* **Instructions to follow**
Please reproduce the material from the line with "In every <instance>" to the line with "positive clicks: (543, 357)", changing "approximate" to "estimated" and keeping everything else the same.

* **Data for this task**
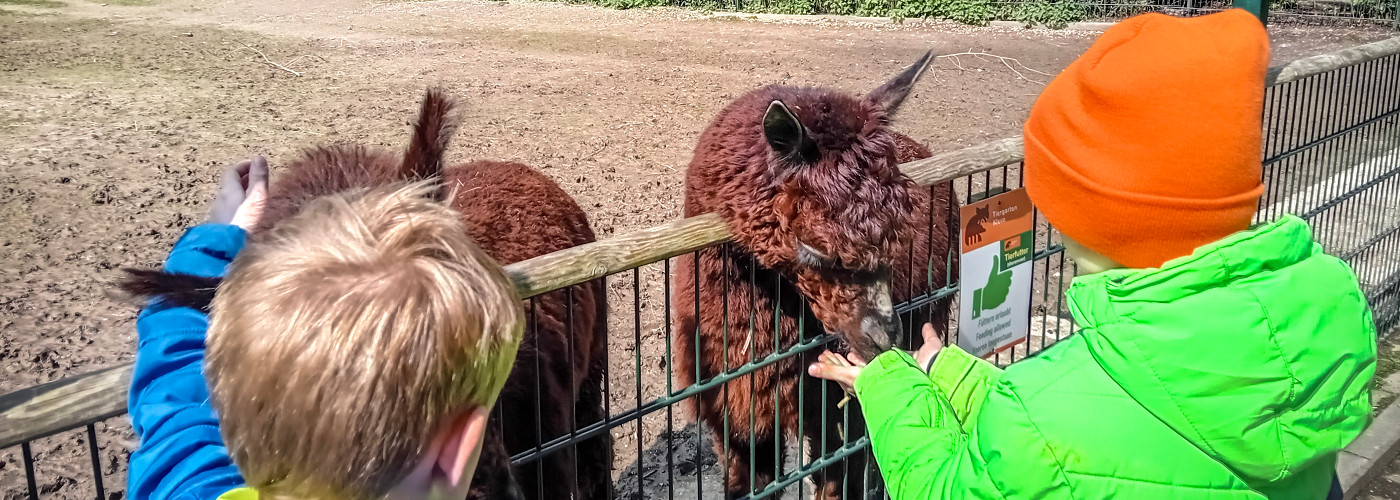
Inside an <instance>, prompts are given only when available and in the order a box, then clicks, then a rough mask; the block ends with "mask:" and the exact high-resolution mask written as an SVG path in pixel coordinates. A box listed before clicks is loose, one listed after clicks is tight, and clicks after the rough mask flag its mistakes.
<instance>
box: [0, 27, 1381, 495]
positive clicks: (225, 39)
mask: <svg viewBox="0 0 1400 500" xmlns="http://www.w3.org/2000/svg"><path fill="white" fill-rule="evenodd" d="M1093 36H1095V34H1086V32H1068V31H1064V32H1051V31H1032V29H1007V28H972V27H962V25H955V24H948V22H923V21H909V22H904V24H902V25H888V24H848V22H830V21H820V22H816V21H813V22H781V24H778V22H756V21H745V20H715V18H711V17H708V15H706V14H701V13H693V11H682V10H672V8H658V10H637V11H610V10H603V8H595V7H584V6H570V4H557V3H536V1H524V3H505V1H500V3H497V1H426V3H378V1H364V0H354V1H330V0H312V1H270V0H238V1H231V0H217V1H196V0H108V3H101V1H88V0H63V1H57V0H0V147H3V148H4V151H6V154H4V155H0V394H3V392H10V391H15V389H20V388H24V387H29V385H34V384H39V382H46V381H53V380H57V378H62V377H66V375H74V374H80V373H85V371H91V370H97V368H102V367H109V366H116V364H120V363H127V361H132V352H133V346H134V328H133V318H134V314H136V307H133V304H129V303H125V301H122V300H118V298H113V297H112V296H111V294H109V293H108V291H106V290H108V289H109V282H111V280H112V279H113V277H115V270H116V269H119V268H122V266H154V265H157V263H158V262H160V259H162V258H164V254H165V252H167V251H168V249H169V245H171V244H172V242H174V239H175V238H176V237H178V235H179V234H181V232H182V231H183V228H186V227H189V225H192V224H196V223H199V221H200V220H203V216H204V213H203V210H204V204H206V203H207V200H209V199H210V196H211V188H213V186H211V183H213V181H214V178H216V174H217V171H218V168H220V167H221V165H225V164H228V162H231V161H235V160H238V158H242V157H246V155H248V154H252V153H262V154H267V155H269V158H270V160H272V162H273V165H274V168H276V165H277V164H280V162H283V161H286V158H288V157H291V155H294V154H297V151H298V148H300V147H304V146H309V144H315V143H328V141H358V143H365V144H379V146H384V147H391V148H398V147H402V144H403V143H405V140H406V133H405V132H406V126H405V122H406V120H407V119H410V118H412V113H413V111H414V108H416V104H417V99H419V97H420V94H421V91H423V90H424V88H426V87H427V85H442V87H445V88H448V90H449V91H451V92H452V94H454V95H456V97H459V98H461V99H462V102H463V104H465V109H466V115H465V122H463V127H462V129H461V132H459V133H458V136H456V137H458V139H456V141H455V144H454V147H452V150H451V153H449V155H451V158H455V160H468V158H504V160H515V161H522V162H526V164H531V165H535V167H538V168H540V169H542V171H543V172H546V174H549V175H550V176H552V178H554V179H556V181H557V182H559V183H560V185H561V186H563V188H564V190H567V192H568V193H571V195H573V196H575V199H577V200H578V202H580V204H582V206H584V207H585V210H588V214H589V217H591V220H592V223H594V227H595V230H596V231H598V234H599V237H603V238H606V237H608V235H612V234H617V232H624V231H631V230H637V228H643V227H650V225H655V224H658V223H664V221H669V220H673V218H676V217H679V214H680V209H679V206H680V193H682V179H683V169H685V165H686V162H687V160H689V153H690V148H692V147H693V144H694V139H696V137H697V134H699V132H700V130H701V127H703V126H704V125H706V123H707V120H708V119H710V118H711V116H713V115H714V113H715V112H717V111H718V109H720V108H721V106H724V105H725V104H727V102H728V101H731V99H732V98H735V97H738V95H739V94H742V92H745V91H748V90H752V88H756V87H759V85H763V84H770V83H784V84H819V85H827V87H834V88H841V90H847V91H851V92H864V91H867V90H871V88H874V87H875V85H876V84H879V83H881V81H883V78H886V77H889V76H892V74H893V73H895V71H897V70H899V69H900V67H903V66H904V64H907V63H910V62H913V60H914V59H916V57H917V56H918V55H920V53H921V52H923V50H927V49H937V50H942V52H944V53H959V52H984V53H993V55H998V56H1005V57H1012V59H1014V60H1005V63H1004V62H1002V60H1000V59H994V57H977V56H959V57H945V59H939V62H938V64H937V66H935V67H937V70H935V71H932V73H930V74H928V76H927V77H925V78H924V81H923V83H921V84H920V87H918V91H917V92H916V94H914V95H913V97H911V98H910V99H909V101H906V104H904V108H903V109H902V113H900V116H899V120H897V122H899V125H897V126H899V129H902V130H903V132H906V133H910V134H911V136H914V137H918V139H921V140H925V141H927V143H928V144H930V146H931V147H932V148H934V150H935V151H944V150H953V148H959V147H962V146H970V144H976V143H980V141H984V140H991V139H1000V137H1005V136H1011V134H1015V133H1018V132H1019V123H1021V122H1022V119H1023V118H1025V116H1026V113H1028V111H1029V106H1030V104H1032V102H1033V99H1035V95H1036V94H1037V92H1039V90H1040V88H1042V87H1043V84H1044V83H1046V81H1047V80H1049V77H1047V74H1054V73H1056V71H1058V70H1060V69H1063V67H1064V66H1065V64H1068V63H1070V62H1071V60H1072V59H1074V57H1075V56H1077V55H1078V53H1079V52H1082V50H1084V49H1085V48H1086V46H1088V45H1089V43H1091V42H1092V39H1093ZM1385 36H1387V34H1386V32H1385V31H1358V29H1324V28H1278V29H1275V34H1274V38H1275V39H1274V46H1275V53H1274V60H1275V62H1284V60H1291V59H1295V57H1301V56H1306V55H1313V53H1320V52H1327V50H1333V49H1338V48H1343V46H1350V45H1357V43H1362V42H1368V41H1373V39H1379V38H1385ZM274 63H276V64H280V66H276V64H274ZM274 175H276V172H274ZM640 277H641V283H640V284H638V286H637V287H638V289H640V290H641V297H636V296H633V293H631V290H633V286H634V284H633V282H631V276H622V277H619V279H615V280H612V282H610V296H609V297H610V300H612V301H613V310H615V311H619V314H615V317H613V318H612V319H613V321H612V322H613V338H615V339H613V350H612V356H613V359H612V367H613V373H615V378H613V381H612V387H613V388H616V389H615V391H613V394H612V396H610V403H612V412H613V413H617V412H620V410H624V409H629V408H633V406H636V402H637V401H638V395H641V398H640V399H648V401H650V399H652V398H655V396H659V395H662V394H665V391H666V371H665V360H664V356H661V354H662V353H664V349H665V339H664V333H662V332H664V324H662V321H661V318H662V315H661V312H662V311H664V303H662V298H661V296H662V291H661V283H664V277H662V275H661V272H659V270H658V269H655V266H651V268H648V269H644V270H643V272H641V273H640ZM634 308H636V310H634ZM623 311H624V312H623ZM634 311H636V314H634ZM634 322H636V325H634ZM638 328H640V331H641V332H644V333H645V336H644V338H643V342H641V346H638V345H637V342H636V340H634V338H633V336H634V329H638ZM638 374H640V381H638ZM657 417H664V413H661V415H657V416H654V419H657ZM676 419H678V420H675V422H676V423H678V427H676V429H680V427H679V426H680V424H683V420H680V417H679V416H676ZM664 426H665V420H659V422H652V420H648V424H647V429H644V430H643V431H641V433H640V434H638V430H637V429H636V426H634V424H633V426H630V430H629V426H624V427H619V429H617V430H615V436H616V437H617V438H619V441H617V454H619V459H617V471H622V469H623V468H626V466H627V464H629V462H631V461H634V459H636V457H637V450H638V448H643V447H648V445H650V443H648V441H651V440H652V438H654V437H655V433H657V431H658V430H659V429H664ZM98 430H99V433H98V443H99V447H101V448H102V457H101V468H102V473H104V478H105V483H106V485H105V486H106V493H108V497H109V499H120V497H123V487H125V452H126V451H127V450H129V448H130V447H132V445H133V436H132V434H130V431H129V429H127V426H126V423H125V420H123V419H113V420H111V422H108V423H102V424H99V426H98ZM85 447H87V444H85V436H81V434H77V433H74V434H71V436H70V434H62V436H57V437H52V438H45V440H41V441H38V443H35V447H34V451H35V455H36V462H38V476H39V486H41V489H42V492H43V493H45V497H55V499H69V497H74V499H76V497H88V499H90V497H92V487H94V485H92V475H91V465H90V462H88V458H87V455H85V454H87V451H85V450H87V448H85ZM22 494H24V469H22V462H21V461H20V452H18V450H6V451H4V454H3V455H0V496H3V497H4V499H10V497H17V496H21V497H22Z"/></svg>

==

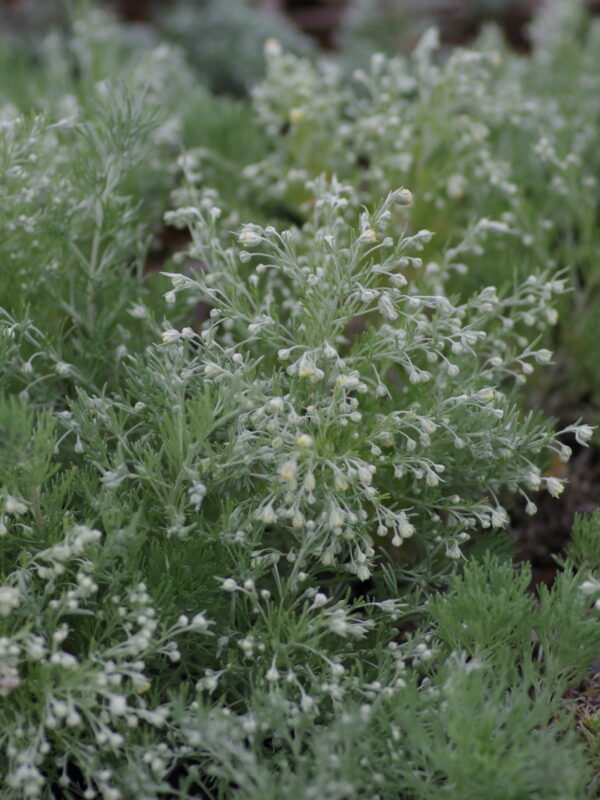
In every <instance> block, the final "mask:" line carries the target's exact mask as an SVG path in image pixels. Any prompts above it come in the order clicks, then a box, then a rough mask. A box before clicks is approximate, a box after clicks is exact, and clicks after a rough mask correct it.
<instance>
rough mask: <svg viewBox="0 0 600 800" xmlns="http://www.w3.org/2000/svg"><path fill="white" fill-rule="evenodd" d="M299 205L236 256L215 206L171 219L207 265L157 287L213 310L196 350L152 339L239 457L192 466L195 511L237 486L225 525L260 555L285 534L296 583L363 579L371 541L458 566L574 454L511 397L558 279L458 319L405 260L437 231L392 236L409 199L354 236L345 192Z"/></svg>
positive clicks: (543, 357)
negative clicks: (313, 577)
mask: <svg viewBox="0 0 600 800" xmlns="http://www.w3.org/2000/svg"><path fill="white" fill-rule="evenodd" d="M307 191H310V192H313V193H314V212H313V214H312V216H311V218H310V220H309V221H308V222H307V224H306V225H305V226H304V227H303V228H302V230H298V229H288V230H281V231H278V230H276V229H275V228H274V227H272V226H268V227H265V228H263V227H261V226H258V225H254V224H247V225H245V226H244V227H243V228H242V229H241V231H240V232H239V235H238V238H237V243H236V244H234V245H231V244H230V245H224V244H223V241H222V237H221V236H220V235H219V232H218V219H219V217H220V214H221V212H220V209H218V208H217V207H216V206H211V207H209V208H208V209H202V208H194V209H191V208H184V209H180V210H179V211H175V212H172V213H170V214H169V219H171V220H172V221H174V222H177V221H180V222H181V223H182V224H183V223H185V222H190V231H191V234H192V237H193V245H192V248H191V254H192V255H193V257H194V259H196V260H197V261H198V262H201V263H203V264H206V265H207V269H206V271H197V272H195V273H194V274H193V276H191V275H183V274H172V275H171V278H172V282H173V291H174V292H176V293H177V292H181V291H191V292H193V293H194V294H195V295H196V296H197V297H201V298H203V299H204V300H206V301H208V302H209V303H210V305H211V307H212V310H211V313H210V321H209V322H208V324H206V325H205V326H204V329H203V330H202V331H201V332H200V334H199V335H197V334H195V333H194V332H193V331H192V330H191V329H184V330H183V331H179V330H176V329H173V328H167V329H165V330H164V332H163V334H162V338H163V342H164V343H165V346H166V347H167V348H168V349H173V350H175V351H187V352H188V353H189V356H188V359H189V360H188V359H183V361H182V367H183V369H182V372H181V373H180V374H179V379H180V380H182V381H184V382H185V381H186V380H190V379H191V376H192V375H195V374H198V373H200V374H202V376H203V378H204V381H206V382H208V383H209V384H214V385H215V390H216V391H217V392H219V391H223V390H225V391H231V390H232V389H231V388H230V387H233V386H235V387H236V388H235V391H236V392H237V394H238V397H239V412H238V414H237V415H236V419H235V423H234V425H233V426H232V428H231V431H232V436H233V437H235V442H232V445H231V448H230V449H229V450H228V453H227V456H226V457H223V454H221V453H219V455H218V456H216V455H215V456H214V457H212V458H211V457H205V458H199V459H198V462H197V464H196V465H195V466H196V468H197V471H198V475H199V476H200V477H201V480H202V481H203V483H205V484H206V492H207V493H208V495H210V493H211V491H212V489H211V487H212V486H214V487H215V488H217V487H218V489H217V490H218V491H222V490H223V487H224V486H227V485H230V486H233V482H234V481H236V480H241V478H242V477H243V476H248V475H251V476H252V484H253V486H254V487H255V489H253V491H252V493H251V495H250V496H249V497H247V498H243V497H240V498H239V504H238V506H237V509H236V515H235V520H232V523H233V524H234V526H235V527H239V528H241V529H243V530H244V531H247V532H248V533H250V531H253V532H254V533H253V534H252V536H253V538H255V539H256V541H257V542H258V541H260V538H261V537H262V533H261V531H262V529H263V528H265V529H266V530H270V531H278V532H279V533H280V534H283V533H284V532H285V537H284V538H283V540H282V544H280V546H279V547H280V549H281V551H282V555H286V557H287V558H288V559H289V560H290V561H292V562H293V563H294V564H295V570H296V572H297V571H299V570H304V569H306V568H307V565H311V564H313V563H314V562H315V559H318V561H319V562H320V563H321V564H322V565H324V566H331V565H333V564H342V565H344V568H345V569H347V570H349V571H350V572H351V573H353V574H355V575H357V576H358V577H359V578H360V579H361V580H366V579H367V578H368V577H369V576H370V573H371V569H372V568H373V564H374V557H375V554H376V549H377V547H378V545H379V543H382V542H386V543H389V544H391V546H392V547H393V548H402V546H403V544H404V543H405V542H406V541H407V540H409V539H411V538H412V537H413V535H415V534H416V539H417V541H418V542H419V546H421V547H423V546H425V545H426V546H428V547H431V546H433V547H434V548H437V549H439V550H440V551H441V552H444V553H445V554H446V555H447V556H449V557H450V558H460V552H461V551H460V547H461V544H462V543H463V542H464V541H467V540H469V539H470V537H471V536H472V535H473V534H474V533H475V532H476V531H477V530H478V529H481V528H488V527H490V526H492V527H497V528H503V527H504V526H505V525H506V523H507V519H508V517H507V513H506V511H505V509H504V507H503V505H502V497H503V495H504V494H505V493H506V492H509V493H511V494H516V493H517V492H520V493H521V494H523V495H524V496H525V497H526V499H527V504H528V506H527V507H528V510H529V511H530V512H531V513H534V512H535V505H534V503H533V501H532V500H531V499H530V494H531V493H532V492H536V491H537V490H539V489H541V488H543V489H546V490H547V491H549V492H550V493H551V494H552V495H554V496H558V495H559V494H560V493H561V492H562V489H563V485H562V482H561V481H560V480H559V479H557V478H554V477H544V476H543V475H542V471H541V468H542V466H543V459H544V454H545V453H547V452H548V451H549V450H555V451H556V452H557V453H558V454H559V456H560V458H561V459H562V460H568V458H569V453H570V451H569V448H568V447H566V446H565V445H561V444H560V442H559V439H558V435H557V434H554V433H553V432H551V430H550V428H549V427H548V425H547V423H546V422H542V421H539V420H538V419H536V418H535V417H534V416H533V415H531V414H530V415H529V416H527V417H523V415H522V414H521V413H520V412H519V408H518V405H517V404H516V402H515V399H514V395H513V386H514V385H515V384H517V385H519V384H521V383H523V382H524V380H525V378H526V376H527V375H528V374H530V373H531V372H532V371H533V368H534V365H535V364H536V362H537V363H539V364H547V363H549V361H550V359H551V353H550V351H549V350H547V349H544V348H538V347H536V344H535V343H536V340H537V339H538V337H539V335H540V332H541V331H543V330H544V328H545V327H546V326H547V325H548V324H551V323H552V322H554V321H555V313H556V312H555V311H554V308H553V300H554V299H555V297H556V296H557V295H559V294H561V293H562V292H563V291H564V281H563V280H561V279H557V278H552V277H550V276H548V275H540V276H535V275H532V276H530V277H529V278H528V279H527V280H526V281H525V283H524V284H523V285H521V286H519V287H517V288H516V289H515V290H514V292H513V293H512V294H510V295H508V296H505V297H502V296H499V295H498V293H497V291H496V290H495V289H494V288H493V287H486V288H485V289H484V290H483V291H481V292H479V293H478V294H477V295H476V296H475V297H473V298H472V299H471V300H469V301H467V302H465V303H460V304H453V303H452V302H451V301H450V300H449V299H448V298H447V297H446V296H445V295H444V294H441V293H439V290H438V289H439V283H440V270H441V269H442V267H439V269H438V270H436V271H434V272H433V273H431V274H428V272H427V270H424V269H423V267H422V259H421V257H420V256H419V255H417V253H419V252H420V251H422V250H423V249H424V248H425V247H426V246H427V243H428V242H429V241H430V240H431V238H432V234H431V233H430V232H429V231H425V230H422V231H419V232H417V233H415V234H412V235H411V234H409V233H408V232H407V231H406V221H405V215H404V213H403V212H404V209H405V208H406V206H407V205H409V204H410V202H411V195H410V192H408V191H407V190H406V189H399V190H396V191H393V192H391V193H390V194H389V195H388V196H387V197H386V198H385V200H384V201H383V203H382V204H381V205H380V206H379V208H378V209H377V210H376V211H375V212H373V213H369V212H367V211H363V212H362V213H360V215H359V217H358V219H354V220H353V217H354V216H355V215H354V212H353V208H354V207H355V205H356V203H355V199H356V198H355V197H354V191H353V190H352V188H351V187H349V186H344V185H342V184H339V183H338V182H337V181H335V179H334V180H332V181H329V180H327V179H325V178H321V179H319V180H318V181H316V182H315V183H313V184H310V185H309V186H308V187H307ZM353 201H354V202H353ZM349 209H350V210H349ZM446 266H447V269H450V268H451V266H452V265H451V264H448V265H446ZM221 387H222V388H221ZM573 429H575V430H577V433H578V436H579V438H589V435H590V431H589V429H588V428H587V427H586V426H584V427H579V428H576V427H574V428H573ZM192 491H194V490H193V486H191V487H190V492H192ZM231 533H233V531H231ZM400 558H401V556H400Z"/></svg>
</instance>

---

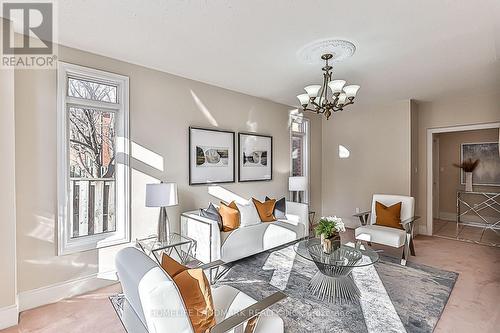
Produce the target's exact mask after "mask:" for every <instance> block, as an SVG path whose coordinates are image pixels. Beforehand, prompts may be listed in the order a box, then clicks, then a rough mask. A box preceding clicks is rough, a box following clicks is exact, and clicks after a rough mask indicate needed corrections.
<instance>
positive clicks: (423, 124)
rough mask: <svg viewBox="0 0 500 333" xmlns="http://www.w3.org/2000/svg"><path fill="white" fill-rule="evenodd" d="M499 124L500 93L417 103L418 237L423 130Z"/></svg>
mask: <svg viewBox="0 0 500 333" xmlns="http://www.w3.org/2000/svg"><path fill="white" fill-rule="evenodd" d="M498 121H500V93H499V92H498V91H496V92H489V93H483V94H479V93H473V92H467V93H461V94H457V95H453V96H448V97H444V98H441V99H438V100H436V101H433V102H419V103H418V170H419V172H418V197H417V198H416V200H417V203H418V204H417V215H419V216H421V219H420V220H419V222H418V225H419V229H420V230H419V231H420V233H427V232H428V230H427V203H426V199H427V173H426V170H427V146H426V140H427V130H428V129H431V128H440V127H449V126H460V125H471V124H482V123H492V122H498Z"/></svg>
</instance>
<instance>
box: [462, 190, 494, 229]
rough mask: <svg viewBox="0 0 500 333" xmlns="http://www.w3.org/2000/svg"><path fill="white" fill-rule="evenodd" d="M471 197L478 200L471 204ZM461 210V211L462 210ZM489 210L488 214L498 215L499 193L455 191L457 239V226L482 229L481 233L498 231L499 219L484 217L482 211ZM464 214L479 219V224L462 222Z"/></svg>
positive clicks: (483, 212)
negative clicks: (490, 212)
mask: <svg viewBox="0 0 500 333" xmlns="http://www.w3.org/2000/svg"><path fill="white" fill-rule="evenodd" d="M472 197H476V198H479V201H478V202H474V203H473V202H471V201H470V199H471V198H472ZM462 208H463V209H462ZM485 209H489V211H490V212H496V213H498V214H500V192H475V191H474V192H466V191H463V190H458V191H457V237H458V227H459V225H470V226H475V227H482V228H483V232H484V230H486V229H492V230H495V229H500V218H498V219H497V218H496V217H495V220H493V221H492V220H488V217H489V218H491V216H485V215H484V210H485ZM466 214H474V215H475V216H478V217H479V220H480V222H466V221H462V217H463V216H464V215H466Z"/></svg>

* **Written response**
In every <instance> block, the final "mask:" line carries the target's exact mask as an SVG path in image pixels. Any prompts above it come in the order clicks, then a box, then a rough mask. A box before clicks is estimated, a box after clicks is exact, and clicks after a rough mask correct it.
<instance>
rough mask: <svg viewBox="0 0 600 800" xmlns="http://www.w3.org/2000/svg"><path fill="white" fill-rule="evenodd" d="M299 205L236 256L215 206L171 219L207 265L157 287L213 310L196 350L152 339L239 457L192 466L195 511L237 486L225 525L260 555L285 534L296 583L363 579L371 541L458 566L574 454L511 397L558 279L458 319L405 260L437 231L392 236L409 199L354 236L345 192Z"/></svg>
positive clicks: (543, 357)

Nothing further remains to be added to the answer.